## Extract
● ● ● ● ●

Harald Sunde (born 21 February 1944) is a Norwegian former football player and coach. He played for Rosenborg BK in Trondheim in three periods from 1967 to 1979, in seven seasons in the Norwegian Premier League he played 104 matches and scored 30 goals. Sunde was capped 39 times for Norway national football team and scored five goals.
Sunde coached Rosenborg BK in parts of the 1983 season.

Biography
Harald Sunde started his football career in Nidelv IL in Trondheim, which in the early sixties was one of the best clubs in the city. Sunde was capped for Norway junior team in 1961 and for Norway u-21 in 1963 and the Norway national football team in 1964. When Rosenborg BK in 1967 was promoted to the top division Sunde transferred to Rosenborg BK. In Rosenborg Sunde was striker together with  Odd Iversen, the 1967 season was successful with league gold medals.  1968 Rosenborg came second, and earned gold medals again in 1969.

In 1970 Sunde and Iversen were both sold to Racing Mechelen in Belgium. Sunde returned to Rosenborg in 1972.

● ● ● ● ●

## What you will do
A - From the Harald Sunde biography, list each Norway team Sunde was capped for, with the year given for each.
B - Pick up the Harald Sunde biography after its last sentence and carry it on.

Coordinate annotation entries
● ● ● ● ●

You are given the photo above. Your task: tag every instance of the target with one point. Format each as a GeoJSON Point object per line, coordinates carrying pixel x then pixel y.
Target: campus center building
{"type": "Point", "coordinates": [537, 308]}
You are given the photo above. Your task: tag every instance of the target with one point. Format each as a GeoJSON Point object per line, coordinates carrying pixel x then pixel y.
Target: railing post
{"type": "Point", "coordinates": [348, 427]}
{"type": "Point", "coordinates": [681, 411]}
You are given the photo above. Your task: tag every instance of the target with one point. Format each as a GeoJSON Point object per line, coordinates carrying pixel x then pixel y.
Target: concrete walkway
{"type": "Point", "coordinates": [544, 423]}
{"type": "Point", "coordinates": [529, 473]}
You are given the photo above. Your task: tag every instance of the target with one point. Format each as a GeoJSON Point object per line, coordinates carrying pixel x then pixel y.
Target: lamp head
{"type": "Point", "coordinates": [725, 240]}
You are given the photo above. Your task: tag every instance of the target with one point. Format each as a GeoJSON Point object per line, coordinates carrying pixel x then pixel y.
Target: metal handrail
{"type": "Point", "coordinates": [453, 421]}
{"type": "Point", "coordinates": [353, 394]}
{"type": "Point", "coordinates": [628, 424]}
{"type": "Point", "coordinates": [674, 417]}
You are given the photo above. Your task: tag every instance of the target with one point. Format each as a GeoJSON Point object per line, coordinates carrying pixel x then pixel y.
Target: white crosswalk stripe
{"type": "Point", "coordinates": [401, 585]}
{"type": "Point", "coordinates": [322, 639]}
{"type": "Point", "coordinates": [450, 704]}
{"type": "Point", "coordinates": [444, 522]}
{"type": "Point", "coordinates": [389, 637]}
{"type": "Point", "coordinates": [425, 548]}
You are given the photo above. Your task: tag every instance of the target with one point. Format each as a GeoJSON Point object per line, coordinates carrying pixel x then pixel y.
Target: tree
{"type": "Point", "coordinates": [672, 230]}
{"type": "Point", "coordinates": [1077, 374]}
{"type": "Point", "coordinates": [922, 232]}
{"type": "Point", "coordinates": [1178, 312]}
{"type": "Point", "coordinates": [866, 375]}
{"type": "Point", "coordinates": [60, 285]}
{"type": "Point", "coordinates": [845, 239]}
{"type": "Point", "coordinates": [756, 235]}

● ● ● ● ●

## Exercise responses
A -
Norway junior team (1961)
Norway u-21 (1963)
Norway national football team (1964)

B -
In 1975 Sunde became playing coach for Orkanger IF, and he returned to Rosenborg in 1978 when Rosenborg was in the second division. Nils Arne Eggen had taken over the role as head coach and Rosenborg managed to return to the top division after one season in the second division.  In his last season 1979 Sunde played five league matches. In the eighties Sunde had different coaching roles in Rosenborg, amongst these a period as head coach in 1983.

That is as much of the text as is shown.